== Fragmento ==

Las manifestaciones no comunicadas


Siempre que hay una manifestación espontánea o no comunicada asistimos a un diálogo de besugos sobre el régimen en que se mueven estas reuniones. Que si son ilegales, que si son legales pero ilícitas, que si están en un limbo, que si autorizaciones y no comunicaciones… Con este breve post quiero esclarecer de una vez por todas este asunto.

Para empezar hay que partir, como siempre, de la Constitución. El artículo 21 es muy claro: el ejercicio del derecho de reunión no requiere autorización previa, pero si se trata de manifestaciones debe comunicarse a la autoridad. Ésta podrá prohibirla sólo si aprecia razones fundadas de alteración del orden público con peligros para personas o bienes. Ahora bien, ¿qué pasa si los convocantes incumplen esta obligación constitucional –o si no hay convocantes definidos- y no se realiza la comunicación previa?

== Datos de origen ==

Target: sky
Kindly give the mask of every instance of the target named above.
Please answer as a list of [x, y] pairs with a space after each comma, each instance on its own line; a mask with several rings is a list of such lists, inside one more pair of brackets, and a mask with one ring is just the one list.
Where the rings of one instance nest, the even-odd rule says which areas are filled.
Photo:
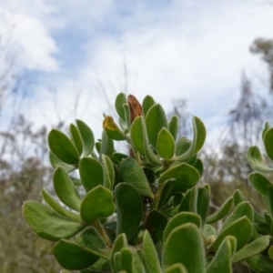
[[272, 4], [0, 0], [0, 69], [12, 58], [25, 76], [22, 111], [36, 126], [79, 118], [99, 137], [102, 112], [126, 92], [151, 95], [167, 111], [187, 99], [211, 142], [237, 103], [242, 71], [268, 92], [267, 66], [249, 46], [273, 38]]

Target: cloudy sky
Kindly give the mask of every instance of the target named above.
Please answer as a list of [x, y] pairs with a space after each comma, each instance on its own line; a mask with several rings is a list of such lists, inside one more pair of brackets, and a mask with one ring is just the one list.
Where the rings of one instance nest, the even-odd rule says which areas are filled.
[[35, 125], [80, 118], [97, 136], [104, 96], [123, 91], [167, 109], [187, 99], [215, 138], [243, 70], [267, 91], [249, 46], [273, 38], [272, 25], [265, 0], [0, 0], [0, 45], [31, 82], [25, 113]]

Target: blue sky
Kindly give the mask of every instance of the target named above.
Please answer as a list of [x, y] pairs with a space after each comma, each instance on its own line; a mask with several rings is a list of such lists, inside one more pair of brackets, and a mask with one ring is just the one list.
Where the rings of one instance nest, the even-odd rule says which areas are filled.
[[121, 91], [152, 95], [167, 109], [187, 99], [215, 139], [242, 70], [267, 92], [267, 67], [249, 46], [273, 38], [272, 25], [273, 5], [263, 0], [0, 0], [0, 34], [11, 36], [5, 54], [35, 79], [25, 113], [36, 125], [81, 118], [97, 136], [107, 111], [103, 83], [112, 103]]

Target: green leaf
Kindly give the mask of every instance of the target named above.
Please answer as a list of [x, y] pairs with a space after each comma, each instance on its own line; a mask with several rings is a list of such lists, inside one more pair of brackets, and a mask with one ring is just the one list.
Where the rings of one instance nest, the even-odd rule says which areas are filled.
[[103, 121], [103, 127], [106, 132], [107, 136], [115, 140], [126, 140], [126, 136], [123, 131], [118, 127], [118, 126], [115, 123], [112, 116], [106, 116]]
[[204, 228], [203, 228], [204, 238], [207, 238], [211, 235], [216, 237], [217, 235], [217, 231], [216, 230], [216, 228], [213, 226], [205, 224]]
[[271, 216], [273, 217], [273, 187], [268, 186], [268, 203], [269, 203], [269, 212]]
[[101, 139], [101, 146], [100, 146], [100, 160], [102, 160], [102, 155], [106, 155], [111, 157], [112, 154], [114, 153], [114, 143], [113, 139], [109, 137], [106, 131], [103, 131], [102, 139]]
[[96, 262], [99, 257], [108, 259], [106, 255], [99, 251], [65, 239], [61, 239], [55, 245], [53, 253], [63, 268], [71, 270], [86, 268]]
[[197, 154], [203, 147], [206, 139], [206, 128], [203, 122], [197, 116], [193, 116], [193, 141], [186, 153], [177, 157], [177, 161], [187, 161], [193, 155]]
[[146, 127], [150, 144], [157, 149], [157, 136], [159, 131], [167, 128], [167, 120], [164, 109], [159, 104], [154, 105], [147, 112], [146, 118]]
[[271, 246], [268, 251], [268, 257], [270, 258], [271, 260], [273, 260], [273, 246]]
[[209, 264], [207, 273], [232, 273], [233, 246], [236, 245], [234, 237], [226, 237], [221, 243], [216, 256]]
[[62, 167], [56, 169], [53, 176], [55, 191], [60, 200], [72, 209], [79, 211], [81, 197], [76, 191], [71, 177]]
[[243, 193], [239, 189], [237, 189], [233, 194], [234, 206], [237, 206], [244, 201], [247, 201], [247, 198], [244, 197]]
[[106, 244], [95, 229], [94, 227], [88, 227], [76, 237], [76, 242], [85, 248], [91, 249], [106, 248]]
[[147, 136], [147, 128], [143, 116], [135, 118], [131, 126], [131, 139], [137, 151], [144, 155], [150, 164], [158, 166], [162, 165], [160, 159], [151, 149]]
[[161, 208], [167, 202], [170, 195], [172, 194], [172, 189], [173, 189], [173, 181], [168, 181], [164, 184], [164, 187], [160, 195], [158, 208]]
[[142, 219], [142, 198], [128, 183], [119, 183], [114, 192], [116, 206], [116, 236], [125, 233], [129, 240]]
[[151, 273], [148, 267], [147, 267], [147, 258], [145, 257], [145, 253], [144, 251], [141, 249], [141, 248], [137, 248], [136, 249], [136, 253], [139, 257], [139, 259], [141, 260], [141, 263], [143, 264], [143, 267], [144, 267], [144, 271], [145, 273]]
[[183, 264], [188, 272], [205, 272], [204, 243], [198, 228], [187, 223], [171, 231], [163, 249], [163, 268]]
[[60, 205], [58, 201], [54, 198], [54, 197], [46, 188], [43, 188], [42, 196], [45, 201], [58, 214], [76, 221], [81, 220], [81, 217], [78, 214], [66, 209], [63, 206]]
[[181, 227], [184, 224], [192, 223], [197, 228], [201, 227], [201, 218], [198, 215], [192, 212], [180, 212], [175, 215], [167, 223], [163, 236], [163, 240], [166, 242], [170, 233], [177, 227]]
[[174, 264], [165, 270], [165, 273], [187, 273], [187, 270], [182, 264]]
[[125, 111], [123, 105], [127, 103], [126, 96], [125, 93], [119, 93], [116, 97], [115, 108], [118, 116], [126, 120]]
[[133, 185], [142, 196], [154, 197], [147, 177], [136, 159], [126, 157], [121, 161], [119, 167], [126, 182]]
[[193, 167], [199, 172], [200, 177], [203, 175], [204, 166], [201, 159], [197, 158], [196, 163], [193, 165]]
[[199, 178], [199, 172], [194, 167], [187, 163], [181, 163], [164, 172], [159, 177], [158, 182], [177, 179], [186, 185], [195, 185], [198, 182]]
[[269, 236], [262, 236], [258, 238], [251, 243], [243, 247], [240, 250], [235, 253], [232, 262], [237, 263], [249, 257], [257, 255], [263, 251], [269, 244]]
[[69, 133], [70, 138], [72, 139], [75, 147], [76, 147], [78, 154], [81, 156], [81, 154], [83, 153], [83, 141], [76, 126], [71, 124], [69, 126]]
[[125, 248], [120, 251], [122, 269], [126, 273], [143, 273], [144, 266], [136, 254], [131, 248]]
[[140, 154], [145, 156], [144, 132], [140, 116], [135, 118], [135, 120], [133, 121], [130, 132], [134, 147]]
[[120, 252], [116, 252], [113, 259], [114, 259], [114, 268], [113, 268], [114, 272], [126, 273], [126, 271], [122, 270]]
[[113, 188], [115, 171], [111, 159], [106, 156], [102, 156], [103, 172], [104, 172], [104, 186], [109, 189]]
[[252, 270], [258, 273], [272, 272], [273, 261], [268, 257], [258, 254], [247, 258], [248, 265]]
[[163, 239], [163, 231], [167, 223], [167, 217], [157, 210], [150, 211], [146, 217], [144, 223], [145, 228], [150, 232], [150, 235], [154, 240], [162, 241]]
[[179, 128], [179, 119], [177, 115], [172, 116], [168, 123], [168, 130], [173, 136], [174, 139], [177, 139]]
[[126, 273], [135, 273], [133, 271], [133, 250], [124, 248], [120, 251], [121, 268]]
[[127, 155], [122, 154], [122, 153], [114, 153], [111, 157], [111, 159], [113, 163], [119, 165], [122, 159], [125, 159], [128, 157]]
[[[187, 139], [185, 136], [180, 137], [176, 143], [176, 156], [179, 157], [184, 155], [188, 148], [190, 147], [192, 141]], [[185, 161], [187, 161], [191, 156], [188, 156], [187, 158], [185, 158]]]
[[206, 223], [212, 224], [228, 215], [233, 204], [233, 197], [228, 198], [215, 213], [207, 217]]
[[264, 128], [263, 128], [263, 131], [262, 131], [262, 139], [264, 140], [265, 139], [265, 135], [266, 133], [270, 129], [270, 125], [268, 122], [266, 122], [265, 126], [264, 126]]
[[157, 250], [147, 230], [144, 232], [143, 250], [146, 256], [147, 264], [149, 270], [153, 273], [161, 273], [162, 271], [160, 268]]
[[147, 95], [144, 99], [143, 99], [143, 102], [142, 102], [142, 110], [143, 110], [143, 114], [144, 114], [144, 116], [147, 116], [148, 110], [156, 104], [154, 98]]
[[207, 215], [209, 208], [209, 192], [207, 188], [198, 187], [197, 213], [202, 219], [202, 227], [206, 224]]
[[86, 192], [98, 185], [104, 185], [103, 167], [92, 157], [83, 157], [79, 162], [79, 174]]
[[107, 217], [115, 211], [112, 192], [97, 186], [91, 189], [82, 201], [80, 215], [84, 222], [91, 223], [101, 217]]
[[171, 159], [175, 153], [175, 139], [171, 133], [162, 128], [158, 133], [157, 150], [164, 159]]
[[264, 136], [264, 144], [268, 156], [273, 160], [273, 128], [268, 129]]
[[248, 160], [250, 166], [258, 172], [262, 172], [262, 173], [273, 172], [273, 168], [268, 167], [264, 163], [260, 151], [257, 146], [252, 146], [248, 148]]
[[91, 154], [95, 145], [94, 134], [92, 130], [81, 120], [76, 120], [79, 133], [82, 136], [84, 147], [84, 157], [87, 157]]
[[[115, 254], [119, 252], [122, 248], [126, 247], [127, 247], [126, 236], [124, 233], [122, 233], [116, 237], [112, 248], [112, 251], [111, 251], [112, 268], [115, 268], [115, 260], [114, 260]], [[116, 268], [116, 272], [117, 272]]]
[[131, 126], [131, 119], [130, 119], [130, 110], [129, 106], [127, 104], [123, 105], [124, 113], [125, 113], [125, 120], [127, 125], [127, 128], [129, 129]]
[[77, 165], [78, 152], [69, 137], [63, 132], [56, 129], [51, 130], [48, 134], [48, 146], [51, 152], [63, 162]]
[[259, 173], [251, 173], [248, 179], [251, 186], [263, 196], [268, 196], [268, 187], [273, 186], [266, 177]]
[[76, 168], [76, 166], [64, 163], [62, 160], [60, 160], [58, 157], [56, 157], [52, 152], [49, 152], [49, 161], [50, 161], [51, 166], [54, 168], [57, 168], [58, 167], [61, 167], [67, 173], [70, 173]]
[[247, 217], [240, 217], [224, 230], [221, 230], [214, 243], [208, 248], [209, 251], [216, 251], [226, 236], [234, 236], [237, 239], [237, 250], [243, 248], [252, 234], [252, 224]]
[[244, 216], [247, 217], [251, 223], [253, 222], [254, 210], [248, 201], [241, 202], [235, 207], [233, 212], [227, 217], [222, 227], [222, 230]]
[[23, 215], [34, 232], [50, 241], [69, 238], [85, 227], [83, 223], [65, 217], [51, 207], [34, 200], [24, 203]]

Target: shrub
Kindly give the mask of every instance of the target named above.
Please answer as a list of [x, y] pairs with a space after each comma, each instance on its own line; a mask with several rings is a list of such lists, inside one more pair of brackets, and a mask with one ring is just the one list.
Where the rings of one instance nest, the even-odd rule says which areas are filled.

== Inténtalo ==
Según el fragmento sobre las manifestaciones no comunicadas, ¿qué artículo de la Constitución regula el derecho de reunión? Las filas no tienen relación con el fragmento.

== Respuesta del ejercicio ==
El artículo 21.